* _What you will do_: Find each line in the rows below that contains the word "surface", and copy those lines. Case counts.

* _Dataset records_:
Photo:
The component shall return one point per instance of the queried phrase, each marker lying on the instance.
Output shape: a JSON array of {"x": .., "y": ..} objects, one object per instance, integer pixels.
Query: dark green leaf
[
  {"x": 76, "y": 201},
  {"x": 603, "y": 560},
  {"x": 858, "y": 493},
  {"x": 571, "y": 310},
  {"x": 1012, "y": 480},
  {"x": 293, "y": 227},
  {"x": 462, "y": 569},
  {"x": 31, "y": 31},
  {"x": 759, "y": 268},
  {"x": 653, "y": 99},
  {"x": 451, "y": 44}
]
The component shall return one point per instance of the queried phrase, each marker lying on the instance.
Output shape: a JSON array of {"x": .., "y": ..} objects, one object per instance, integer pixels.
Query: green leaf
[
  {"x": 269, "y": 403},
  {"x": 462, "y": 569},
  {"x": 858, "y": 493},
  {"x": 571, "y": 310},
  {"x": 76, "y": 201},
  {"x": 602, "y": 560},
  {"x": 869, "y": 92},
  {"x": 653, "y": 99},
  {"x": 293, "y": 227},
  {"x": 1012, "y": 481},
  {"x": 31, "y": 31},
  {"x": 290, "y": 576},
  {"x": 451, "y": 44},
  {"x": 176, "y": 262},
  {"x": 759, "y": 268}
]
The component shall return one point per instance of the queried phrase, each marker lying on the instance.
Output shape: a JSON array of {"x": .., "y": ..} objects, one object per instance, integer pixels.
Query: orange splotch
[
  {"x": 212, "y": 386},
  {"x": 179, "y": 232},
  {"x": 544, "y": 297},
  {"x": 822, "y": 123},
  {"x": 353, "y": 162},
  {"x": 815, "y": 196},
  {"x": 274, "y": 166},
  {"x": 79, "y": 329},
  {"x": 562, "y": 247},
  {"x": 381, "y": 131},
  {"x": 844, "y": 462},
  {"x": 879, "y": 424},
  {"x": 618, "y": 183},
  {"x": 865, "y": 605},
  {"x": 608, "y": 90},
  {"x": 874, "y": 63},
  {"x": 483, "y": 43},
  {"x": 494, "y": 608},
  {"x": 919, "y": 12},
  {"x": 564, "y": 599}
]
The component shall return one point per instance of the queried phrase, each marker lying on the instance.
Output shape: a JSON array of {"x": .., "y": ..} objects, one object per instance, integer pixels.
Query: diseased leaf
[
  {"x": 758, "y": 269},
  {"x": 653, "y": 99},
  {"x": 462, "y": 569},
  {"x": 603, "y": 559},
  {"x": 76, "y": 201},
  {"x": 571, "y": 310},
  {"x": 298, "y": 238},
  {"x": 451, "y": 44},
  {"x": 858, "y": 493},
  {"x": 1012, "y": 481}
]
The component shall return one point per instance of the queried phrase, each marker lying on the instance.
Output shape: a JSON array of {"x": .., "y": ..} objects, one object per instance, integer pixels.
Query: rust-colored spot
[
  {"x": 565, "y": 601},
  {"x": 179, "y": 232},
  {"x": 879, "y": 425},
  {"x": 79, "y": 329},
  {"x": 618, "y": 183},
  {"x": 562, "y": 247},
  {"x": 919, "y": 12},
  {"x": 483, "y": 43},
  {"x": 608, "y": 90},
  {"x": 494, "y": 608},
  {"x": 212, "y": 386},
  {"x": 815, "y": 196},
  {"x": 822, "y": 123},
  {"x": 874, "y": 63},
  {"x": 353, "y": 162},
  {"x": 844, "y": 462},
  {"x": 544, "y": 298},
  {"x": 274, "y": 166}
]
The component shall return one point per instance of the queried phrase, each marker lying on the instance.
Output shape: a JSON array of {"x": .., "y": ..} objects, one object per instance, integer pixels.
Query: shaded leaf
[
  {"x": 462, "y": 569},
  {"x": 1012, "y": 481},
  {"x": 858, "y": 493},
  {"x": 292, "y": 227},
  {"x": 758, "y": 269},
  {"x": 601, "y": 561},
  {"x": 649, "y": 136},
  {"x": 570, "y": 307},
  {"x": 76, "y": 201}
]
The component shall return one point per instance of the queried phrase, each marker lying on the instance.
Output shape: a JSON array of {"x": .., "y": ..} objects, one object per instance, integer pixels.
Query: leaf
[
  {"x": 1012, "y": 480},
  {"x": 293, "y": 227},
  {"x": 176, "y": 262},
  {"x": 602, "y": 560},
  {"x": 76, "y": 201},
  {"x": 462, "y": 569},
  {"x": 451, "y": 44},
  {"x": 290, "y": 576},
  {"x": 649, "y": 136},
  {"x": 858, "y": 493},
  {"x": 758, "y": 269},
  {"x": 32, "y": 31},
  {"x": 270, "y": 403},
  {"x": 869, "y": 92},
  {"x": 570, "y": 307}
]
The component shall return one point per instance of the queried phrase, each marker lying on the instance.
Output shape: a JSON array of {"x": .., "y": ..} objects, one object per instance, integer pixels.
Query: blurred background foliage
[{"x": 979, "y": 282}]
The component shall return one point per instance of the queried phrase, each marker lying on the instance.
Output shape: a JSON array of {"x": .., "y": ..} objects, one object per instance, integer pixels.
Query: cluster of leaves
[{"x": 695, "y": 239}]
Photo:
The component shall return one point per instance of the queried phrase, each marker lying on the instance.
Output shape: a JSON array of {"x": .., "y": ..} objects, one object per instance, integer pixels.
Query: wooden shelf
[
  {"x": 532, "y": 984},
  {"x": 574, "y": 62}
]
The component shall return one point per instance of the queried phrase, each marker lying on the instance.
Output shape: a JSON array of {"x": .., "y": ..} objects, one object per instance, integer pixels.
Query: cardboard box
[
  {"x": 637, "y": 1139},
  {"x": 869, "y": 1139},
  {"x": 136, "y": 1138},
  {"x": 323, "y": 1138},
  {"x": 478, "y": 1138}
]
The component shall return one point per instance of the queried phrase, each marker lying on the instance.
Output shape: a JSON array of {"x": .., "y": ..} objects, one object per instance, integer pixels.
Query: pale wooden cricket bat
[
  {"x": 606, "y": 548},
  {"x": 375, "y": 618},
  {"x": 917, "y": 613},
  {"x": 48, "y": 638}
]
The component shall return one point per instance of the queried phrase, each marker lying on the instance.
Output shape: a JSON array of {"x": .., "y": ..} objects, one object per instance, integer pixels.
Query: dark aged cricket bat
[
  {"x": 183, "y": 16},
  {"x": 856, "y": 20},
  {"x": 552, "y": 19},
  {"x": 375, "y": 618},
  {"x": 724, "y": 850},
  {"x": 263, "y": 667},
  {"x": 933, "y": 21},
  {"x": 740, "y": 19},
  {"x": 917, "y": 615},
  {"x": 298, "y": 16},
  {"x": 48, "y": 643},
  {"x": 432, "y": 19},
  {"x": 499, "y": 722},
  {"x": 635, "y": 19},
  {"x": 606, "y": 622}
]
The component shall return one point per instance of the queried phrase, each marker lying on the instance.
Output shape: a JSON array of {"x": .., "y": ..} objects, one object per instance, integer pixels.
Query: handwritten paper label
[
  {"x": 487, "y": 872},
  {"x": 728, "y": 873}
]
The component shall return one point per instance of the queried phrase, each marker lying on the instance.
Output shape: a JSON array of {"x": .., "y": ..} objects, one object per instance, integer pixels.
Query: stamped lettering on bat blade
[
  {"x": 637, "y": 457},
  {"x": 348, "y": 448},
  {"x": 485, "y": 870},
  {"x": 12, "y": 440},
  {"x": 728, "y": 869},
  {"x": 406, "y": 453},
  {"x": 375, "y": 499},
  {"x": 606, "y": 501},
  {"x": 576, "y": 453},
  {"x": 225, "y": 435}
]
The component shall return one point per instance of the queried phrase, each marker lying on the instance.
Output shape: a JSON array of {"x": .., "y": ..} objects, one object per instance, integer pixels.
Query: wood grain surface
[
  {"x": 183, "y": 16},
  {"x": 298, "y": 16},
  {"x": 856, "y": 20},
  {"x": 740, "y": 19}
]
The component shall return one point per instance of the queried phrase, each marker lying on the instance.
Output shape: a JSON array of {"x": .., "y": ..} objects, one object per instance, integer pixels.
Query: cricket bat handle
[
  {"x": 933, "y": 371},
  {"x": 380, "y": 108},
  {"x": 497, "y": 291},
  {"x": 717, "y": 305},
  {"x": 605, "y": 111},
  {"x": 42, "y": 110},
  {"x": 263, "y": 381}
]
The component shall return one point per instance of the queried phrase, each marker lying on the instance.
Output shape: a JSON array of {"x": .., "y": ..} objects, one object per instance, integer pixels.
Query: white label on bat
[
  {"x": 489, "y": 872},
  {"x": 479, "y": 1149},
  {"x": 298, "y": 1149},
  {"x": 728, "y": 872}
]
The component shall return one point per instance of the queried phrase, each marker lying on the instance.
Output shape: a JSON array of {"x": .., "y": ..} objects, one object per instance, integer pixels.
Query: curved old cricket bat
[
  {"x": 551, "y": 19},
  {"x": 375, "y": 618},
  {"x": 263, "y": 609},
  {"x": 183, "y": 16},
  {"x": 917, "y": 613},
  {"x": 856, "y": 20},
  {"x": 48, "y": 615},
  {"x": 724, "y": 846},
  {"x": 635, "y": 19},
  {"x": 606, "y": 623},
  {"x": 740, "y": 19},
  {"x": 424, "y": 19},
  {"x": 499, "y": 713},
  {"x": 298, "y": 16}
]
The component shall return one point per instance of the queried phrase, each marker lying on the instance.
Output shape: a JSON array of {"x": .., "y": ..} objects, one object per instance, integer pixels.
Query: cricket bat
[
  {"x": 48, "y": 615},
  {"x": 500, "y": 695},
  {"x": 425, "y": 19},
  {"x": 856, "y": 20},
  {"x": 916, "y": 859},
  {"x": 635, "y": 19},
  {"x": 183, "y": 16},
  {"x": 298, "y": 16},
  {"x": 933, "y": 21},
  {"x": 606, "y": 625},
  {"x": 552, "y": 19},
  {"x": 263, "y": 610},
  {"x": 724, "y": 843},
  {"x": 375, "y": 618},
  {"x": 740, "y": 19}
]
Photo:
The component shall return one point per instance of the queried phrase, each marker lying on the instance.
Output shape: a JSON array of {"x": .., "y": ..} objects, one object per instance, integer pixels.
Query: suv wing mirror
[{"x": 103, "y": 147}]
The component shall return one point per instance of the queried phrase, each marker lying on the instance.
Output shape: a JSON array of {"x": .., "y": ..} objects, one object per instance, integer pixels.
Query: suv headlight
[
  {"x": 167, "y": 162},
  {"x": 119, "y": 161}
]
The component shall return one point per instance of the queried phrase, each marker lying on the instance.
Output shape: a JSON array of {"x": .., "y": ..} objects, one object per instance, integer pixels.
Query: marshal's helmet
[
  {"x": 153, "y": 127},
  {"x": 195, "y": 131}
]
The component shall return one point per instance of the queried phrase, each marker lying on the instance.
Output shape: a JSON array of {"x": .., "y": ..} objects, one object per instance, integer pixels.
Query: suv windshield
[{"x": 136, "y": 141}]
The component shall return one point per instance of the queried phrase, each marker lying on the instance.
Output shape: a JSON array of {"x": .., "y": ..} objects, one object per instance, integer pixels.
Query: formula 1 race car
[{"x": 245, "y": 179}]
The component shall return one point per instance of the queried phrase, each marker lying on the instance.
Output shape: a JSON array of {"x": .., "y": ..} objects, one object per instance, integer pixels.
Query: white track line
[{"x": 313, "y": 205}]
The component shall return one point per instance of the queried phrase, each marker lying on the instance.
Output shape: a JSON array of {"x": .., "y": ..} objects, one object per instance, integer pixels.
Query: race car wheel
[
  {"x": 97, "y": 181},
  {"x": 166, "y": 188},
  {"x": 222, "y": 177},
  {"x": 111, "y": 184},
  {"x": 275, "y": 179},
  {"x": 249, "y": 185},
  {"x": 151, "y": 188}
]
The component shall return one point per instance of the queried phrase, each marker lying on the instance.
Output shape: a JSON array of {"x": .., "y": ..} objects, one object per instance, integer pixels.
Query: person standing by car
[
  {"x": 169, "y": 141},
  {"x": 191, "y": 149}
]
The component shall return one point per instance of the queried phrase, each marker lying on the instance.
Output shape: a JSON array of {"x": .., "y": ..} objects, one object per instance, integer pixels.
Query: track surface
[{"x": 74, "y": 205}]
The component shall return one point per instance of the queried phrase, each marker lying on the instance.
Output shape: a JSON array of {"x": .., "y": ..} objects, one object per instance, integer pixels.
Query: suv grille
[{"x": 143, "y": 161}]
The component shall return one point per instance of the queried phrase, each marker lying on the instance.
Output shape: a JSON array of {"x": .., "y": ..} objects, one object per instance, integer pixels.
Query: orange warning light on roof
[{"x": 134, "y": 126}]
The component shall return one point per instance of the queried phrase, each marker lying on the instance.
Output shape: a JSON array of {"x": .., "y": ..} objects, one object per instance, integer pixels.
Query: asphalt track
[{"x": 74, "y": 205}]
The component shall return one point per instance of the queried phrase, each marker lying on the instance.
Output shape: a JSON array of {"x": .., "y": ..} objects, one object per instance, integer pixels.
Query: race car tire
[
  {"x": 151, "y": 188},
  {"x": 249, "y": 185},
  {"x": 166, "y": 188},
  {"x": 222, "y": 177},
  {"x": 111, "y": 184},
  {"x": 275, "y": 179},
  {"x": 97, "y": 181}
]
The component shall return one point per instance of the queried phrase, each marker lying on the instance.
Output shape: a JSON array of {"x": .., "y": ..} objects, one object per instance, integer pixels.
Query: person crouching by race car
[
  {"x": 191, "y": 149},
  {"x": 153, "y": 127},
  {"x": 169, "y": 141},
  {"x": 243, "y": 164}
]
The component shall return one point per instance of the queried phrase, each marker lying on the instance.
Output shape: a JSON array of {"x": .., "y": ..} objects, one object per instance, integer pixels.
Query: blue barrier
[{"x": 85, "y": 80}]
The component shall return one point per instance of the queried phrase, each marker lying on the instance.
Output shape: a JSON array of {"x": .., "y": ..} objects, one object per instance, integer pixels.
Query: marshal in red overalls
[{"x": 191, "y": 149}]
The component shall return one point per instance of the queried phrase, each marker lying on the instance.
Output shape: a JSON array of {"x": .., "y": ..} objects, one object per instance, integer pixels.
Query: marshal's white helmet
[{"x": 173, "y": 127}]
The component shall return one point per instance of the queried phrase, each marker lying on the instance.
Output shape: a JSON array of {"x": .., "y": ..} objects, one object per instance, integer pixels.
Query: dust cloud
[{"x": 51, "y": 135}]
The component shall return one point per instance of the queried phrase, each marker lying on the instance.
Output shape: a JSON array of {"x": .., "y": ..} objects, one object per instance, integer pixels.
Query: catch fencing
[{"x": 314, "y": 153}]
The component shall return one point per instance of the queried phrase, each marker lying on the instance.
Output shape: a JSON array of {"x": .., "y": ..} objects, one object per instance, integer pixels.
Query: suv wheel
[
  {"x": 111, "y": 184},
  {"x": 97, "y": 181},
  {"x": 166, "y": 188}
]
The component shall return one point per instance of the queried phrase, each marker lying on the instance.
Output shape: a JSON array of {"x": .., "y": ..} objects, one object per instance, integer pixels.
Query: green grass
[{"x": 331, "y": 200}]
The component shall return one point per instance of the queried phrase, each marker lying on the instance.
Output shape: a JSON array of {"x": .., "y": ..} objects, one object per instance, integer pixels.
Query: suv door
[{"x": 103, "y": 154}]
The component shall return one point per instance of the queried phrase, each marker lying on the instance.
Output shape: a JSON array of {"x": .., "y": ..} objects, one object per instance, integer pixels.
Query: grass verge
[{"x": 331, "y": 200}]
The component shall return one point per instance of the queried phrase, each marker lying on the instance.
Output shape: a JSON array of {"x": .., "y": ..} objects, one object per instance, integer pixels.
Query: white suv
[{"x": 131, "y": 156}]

* _Answer to the problem_:
Query: wood grain surface
Query: track surface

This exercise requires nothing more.